▸ DOCUMENT EXTRACT
>>>>>

A substance’s flow behavior depends on three factors:
- The substance’s inner - molecular – structure. The tighter the molecules are linked, the more the substance will resist deformation, i.e. the less it will be willing to flow.
- The outside or external forces acting upon the substance that deform it or make it flow. Both the intensity of the external force as well as the duration has an influence. Only Newtonian liquids are independent of the external force. The external force can have the form of wiping or pushing or tearing a substance; the simplest form is gravity, which pulls all substances down to earth. In viscometry, the external forces figure as shear rate or shear stress.
- The ambient conditions. The temperature and the pressure when the substance is stressed by external forces.
Depending on these factors the substance flows and develops different types of flow. Only one type of flow is suitable for testing a substance's viscosity.
Flow Conditions - Laminar or Turbulent
For testing a fluid's viscosity, defined flow conditions are essential. The fluid has to develop laminar flow. With laminar flow, the substance moves in imaginary thin layers in which molecules do not change from one layer to another. The flow has an orderly structure.
In turbulent flow, on the other hand, no recognizable structure or layers can be observed. Molecules move freely. The fluid forms vortices.

<<<<<

▸ SET EXERCISE 1
Rewrite the paragraph of the flow behavior text that begins "For testing a fluid's viscosity" as a short bulleted list that keeps its main facts.
▸ SET EXERCISE 2
Summarize the flow behavior text in two sentences.
The records were taken from a different source than the flow behavior text.

▸ ITEMS
>>>>>

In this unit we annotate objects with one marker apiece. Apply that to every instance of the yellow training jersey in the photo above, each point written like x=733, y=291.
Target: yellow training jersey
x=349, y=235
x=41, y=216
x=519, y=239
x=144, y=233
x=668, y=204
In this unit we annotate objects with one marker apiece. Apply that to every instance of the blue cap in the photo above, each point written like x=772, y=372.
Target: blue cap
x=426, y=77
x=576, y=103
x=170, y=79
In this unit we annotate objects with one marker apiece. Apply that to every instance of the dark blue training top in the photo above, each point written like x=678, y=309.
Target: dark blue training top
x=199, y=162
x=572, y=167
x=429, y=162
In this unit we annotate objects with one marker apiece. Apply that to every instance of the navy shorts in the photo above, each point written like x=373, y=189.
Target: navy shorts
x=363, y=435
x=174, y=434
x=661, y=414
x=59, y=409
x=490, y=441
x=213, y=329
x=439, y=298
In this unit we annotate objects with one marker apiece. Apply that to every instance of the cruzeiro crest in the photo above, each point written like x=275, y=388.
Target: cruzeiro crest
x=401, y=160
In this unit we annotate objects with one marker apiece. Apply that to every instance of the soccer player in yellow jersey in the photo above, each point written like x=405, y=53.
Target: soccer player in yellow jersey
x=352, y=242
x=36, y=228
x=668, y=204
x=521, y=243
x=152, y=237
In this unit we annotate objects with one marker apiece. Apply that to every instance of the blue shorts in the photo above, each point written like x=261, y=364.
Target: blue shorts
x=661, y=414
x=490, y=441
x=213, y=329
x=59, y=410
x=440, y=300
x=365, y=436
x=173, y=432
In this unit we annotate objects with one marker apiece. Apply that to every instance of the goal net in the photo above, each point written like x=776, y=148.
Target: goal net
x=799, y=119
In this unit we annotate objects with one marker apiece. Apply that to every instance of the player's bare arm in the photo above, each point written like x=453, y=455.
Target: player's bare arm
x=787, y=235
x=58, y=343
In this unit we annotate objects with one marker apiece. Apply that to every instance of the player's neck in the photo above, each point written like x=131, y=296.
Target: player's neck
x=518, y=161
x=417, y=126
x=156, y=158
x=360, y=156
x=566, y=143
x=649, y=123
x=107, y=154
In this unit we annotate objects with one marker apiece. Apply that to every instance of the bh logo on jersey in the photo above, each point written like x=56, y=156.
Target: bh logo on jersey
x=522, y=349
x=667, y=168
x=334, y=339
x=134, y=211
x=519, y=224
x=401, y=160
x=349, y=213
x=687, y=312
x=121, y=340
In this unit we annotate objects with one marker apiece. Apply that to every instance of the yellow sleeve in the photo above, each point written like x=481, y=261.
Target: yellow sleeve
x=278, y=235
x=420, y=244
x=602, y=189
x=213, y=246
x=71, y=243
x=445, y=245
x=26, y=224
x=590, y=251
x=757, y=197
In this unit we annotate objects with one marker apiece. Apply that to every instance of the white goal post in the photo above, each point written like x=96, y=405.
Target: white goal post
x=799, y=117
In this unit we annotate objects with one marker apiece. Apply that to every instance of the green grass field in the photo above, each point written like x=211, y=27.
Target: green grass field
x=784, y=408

<<<<<

▸ EXERCISE ANSWER 1
- Viscosity testing requires defined flow conditions.
- The fluid must develop laminar flow.
- In laminar flow, the substance moves in imaginary thin layers, and molecules do not change from one layer to another.
- Laminar flow has an orderly structure.

▸ EXERCISE ANSWER 2
A substance's flow behavior depends on its molecular structure, the external forces acting on it, and ambient conditions such as temperature and pressure. Viscosity can be tested only when the fluid develops laminar flow, in which it moves in orderly layers, whereas in turbulent flow molecules move freely and form vortices.